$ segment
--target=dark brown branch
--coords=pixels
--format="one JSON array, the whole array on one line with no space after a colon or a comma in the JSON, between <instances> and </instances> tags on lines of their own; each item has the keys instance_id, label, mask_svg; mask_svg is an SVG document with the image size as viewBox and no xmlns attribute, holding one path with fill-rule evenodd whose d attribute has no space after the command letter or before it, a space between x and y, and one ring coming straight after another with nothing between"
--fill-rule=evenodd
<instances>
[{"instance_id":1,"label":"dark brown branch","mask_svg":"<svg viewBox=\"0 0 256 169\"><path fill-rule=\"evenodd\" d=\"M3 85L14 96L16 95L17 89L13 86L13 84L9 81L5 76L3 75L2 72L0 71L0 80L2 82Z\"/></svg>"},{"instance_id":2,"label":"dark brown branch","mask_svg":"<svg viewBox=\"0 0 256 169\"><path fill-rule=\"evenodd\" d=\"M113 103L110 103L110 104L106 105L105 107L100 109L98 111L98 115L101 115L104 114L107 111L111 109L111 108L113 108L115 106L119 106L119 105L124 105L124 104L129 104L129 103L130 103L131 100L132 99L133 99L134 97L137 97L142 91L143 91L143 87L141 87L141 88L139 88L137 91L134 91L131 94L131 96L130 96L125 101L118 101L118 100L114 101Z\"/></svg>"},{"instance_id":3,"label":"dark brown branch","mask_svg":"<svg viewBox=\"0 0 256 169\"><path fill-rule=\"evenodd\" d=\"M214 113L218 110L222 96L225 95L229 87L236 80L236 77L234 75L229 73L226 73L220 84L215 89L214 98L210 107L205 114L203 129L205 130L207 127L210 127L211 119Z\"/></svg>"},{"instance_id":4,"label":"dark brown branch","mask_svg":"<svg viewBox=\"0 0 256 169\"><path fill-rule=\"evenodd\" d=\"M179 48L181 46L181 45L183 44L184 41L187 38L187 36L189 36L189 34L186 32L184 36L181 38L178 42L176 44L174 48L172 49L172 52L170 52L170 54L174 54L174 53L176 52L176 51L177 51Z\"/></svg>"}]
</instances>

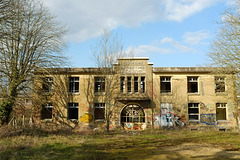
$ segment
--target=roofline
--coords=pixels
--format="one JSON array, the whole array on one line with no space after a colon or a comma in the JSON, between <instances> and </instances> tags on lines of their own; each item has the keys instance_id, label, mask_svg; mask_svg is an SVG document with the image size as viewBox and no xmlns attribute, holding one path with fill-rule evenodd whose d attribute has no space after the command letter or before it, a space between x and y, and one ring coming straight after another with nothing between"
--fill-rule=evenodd
<instances>
[{"instance_id":1,"label":"roofline","mask_svg":"<svg viewBox=\"0 0 240 160\"><path fill-rule=\"evenodd\" d=\"M118 58L118 60L127 60L127 59L131 59L131 60L149 60L149 57L121 57L121 58Z\"/></svg>"},{"instance_id":2,"label":"roofline","mask_svg":"<svg viewBox=\"0 0 240 160\"><path fill-rule=\"evenodd\" d=\"M214 67L153 67L153 73L211 73Z\"/></svg>"}]
</instances>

| YOUR INSTRUCTIONS |
Identify every line in the rows above that contains the string "target", treating uppercase and lowercase letters as different, and copy each of those lines.

| ANSWER IN FULL |
--target=dark brown branch
--target=roofline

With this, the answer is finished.